A block of data:
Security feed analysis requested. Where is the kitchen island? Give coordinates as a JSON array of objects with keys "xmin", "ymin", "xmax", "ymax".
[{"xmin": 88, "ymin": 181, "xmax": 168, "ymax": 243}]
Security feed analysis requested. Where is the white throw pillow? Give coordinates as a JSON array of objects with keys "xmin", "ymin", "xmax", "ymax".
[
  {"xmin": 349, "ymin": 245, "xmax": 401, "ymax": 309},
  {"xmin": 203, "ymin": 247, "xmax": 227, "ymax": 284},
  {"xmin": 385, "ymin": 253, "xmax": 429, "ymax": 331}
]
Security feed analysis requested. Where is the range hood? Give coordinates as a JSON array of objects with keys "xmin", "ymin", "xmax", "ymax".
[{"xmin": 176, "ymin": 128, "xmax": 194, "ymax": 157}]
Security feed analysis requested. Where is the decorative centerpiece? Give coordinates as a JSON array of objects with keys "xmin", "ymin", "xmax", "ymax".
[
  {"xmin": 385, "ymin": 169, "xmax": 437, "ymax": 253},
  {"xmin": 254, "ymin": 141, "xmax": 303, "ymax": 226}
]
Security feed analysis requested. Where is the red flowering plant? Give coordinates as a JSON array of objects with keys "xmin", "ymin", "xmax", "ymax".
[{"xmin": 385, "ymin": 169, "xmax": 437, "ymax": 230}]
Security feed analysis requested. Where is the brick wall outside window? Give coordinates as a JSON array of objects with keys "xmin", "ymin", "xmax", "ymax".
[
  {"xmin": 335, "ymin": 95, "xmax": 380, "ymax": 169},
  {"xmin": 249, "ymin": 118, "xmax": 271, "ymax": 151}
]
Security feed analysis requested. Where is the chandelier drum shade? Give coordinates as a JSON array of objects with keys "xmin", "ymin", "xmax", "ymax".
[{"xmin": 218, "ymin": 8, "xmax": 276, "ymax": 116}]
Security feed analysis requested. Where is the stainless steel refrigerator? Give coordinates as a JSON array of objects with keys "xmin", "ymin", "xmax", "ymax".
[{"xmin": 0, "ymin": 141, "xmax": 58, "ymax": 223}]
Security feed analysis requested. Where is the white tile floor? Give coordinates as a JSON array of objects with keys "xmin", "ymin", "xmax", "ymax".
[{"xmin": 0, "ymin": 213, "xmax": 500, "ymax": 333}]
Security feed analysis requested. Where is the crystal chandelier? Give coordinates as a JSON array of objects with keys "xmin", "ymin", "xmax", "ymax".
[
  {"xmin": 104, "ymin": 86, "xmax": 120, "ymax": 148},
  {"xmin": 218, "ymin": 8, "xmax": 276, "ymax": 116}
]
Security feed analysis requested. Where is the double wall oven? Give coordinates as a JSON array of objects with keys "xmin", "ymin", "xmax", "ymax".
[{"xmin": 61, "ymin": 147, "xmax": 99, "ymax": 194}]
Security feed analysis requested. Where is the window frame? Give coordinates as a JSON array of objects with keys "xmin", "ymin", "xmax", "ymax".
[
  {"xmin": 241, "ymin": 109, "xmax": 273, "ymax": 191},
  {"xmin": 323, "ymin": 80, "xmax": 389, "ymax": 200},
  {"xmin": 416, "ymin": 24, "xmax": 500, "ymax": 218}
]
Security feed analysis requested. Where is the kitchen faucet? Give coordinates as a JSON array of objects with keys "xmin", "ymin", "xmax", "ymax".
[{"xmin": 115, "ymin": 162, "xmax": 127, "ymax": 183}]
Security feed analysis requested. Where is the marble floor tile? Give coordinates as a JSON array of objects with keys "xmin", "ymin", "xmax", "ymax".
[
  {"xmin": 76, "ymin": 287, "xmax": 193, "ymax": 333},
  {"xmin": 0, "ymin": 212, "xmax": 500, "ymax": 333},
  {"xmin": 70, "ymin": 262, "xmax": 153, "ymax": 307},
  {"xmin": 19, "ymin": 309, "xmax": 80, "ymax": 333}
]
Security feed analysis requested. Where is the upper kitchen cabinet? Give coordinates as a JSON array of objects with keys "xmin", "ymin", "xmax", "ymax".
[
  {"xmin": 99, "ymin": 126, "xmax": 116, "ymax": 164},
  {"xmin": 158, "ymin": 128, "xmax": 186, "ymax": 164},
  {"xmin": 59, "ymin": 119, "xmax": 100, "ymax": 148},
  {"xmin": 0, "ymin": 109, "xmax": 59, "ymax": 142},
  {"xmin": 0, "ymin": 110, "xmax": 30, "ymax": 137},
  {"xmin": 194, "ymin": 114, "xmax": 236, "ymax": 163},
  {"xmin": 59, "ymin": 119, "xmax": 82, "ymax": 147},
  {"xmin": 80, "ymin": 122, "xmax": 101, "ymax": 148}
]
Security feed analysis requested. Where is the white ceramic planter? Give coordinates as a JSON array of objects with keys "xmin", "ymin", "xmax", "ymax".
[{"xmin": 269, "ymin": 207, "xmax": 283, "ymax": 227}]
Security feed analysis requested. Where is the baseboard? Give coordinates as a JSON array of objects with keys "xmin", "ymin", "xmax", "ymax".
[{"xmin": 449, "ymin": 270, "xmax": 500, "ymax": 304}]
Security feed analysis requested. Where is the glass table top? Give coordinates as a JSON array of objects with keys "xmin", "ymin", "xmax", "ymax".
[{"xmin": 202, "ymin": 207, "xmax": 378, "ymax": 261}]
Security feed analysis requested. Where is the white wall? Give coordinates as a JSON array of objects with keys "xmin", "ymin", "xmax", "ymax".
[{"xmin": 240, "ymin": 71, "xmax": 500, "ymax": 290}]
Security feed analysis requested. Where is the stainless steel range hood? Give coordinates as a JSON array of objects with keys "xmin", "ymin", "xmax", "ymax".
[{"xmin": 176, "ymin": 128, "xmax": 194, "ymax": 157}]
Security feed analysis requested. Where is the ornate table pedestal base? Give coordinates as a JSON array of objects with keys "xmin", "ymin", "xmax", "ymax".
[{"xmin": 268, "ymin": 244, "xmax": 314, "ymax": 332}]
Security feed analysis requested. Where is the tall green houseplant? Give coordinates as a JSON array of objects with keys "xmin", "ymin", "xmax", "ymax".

* **AIM OF THE EXERCISE**
Could you transcribe all the lines above word for word, without changing anything?

* **FINAL RESULT**
Security feed analysis requested. Where is the kitchen island? Give coordinates as a JSON array of objects with keys "xmin", "ymin", "xmax", "ymax".
[{"xmin": 88, "ymin": 181, "xmax": 168, "ymax": 243}]
Security feed analysis requested. Where is the white throw pillow? Give coordinates as a JSON array of objects with keys "xmin", "ymin", "xmax", "ymax".
[
  {"xmin": 349, "ymin": 245, "xmax": 401, "ymax": 309},
  {"xmin": 203, "ymin": 247, "xmax": 227, "ymax": 284},
  {"xmin": 385, "ymin": 253, "xmax": 429, "ymax": 331}
]
Security feed analysis requested. Where is the range hood? Give coordinates as a JSON array of objects with keys "xmin", "ymin", "xmax", "ymax".
[{"xmin": 176, "ymin": 128, "xmax": 194, "ymax": 157}]
Security feed analysis requested. Where is the decorative centerpiece? Give coordinates as a JSON array of objects with keys "xmin", "ymin", "xmax", "ymax".
[
  {"xmin": 385, "ymin": 169, "xmax": 437, "ymax": 253},
  {"xmin": 254, "ymin": 141, "xmax": 303, "ymax": 226}
]
Security feed analysis requested. Where is the red flowering plant? Give coordinates as a JSON array of objects with keys "xmin", "ymin", "xmax", "ymax".
[{"xmin": 385, "ymin": 169, "xmax": 437, "ymax": 230}]
Security feed analysis requested. Where is the brick wall outside window? Give coordinates as a JSON array of objects with keys "xmin", "ymin", "xmax", "ymax".
[
  {"xmin": 335, "ymin": 95, "xmax": 380, "ymax": 169},
  {"xmin": 249, "ymin": 118, "xmax": 271, "ymax": 151}
]
Security feed analysis requested. Where is the chandelier drum shade? Give coordinates as a JSON array of objects with keys "xmin", "ymin", "xmax", "ymax".
[{"xmin": 218, "ymin": 8, "xmax": 276, "ymax": 116}]
Security feed analysis requested. Where is the stainless steel refrigerator? Give coordinates as a JSON array of objects with keys "xmin", "ymin", "xmax", "ymax".
[{"xmin": 0, "ymin": 141, "xmax": 58, "ymax": 223}]
Security feed analysis requested. Where is the white tile floor? Give coordinates as a JSON array of objects with keys "xmin", "ymin", "xmax", "ymax".
[{"xmin": 0, "ymin": 213, "xmax": 500, "ymax": 333}]
Security feed analysis requested. Where is the crystal chandelier? Give coordinates as a JSON array of objects with keys "xmin", "ymin", "xmax", "ymax".
[
  {"xmin": 104, "ymin": 86, "xmax": 120, "ymax": 148},
  {"xmin": 218, "ymin": 8, "xmax": 276, "ymax": 116}
]
Security feed analysis requested. Where is the double wall oven? Give coordinates as a JSON array of objects with keys "xmin", "ymin", "xmax", "ymax".
[{"xmin": 61, "ymin": 147, "xmax": 99, "ymax": 194}]
Security feed analysis requested. Where is the window frame? Give coordinates as a JSON array of objects with keys "xmin", "ymin", "xmax", "ymax".
[
  {"xmin": 241, "ymin": 109, "xmax": 273, "ymax": 191},
  {"xmin": 323, "ymin": 80, "xmax": 389, "ymax": 200},
  {"xmin": 416, "ymin": 24, "xmax": 500, "ymax": 218}
]
Security feed analysis requested. Where is the kitchen faucet? Give coordinates as a JSON array of objects with keys "xmin", "ymin", "xmax", "ymax".
[{"xmin": 115, "ymin": 162, "xmax": 127, "ymax": 183}]
Security feed analysis requested. Where is the marble floor tile? Give coordinates as a JSON array of objects with keys "xmin", "ymin", "xmax", "ymax".
[
  {"xmin": 76, "ymin": 287, "xmax": 193, "ymax": 333},
  {"xmin": 0, "ymin": 212, "xmax": 500, "ymax": 333},
  {"xmin": 70, "ymin": 262, "xmax": 153, "ymax": 307},
  {"xmin": 19, "ymin": 309, "xmax": 80, "ymax": 333}
]
Security feed analysis requested. Where is the upper kitchen cabinet? Give coordinates as a JSON array of objects with keys "xmin", "ymin", "xmax", "ymax".
[
  {"xmin": 99, "ymin": 126, "xmax": 116, "ymax": 164},
  {"xmin": 158, "ymin": 128, "xmax": 186, "ymax": 164},
  {"xmin": 59, "ymin": 119, "xmax": 100, "ymax": 148},
  {"xmin": 0, "ymin": 109, "xmax": 59, "ymax": 142},
  {"xmin": 0, "ymin": 110, "xmax": 30, "ymax": 137},
  {"xmin": 194, "ymin": 114, "xmax": 236, "ymax": 163},
  {"xmin": 59, "ymin": 119, "xmax": 82, "ymax": 147},
  {"xmin": 80, "ymin": 122, "xmax": 101, "ymax": 148}
]
Security feed analysis requested. Where is the white ceramic planter? Give coordinates as a JSON array of objects with keys "xmin", "ymin", "xmax", "ymax".
[{"xmin": 269, "ymin": 207, "xmax": 283, "ymax": 227}]
Security feed analysis requested. Where is the baseboard? Give coordinates as a JSON array of objects with keys "xmin", "ymin", "xmax", "ymax".
[{"xmin": 449, "ymin": 270, "xmax": 500, "ymax": 304}]
Security feed analysis requested. Where is the glass table top? Give coordinates as a JSON array of objects with keys "xmin", "ymin", "xmax", "ymax".
[{"xmin": 202, "ymin": 207, "xmax": 378, "ymax": 261}]
Security feed analysis requested. Where is the white wall? Give coordinates as a JSON array of objects with keys "xmin", "ymin", "xmax", "ymax".
[{"xmin": 240, "ymin": 71, "xmax": 500, "ymax": 290}]
Security feed analysis requested. Where is the stainless steel range hood? Give coordinates as a JSON array of objects with keys "xmin", "ymin", "xmax", "ymax".
[{"xmin": 176, "ymin": 128, "xmax": 194, "ymax": 157}]
Security feed analysis requested. Where is the ornate table pedestal base? Give coordinates as a JSON array of objects with keys "xmin", "ymin", "xmax", "ymax".
[{"xmin": 268, "ymin": 244, "xmax": 314, "ymax": 332}]
Security feed analysis requested. Where is the tall green houseplant? Give coordinates as a JSON array of objects with keys "xmin", "ymin", "xmax", "ymax".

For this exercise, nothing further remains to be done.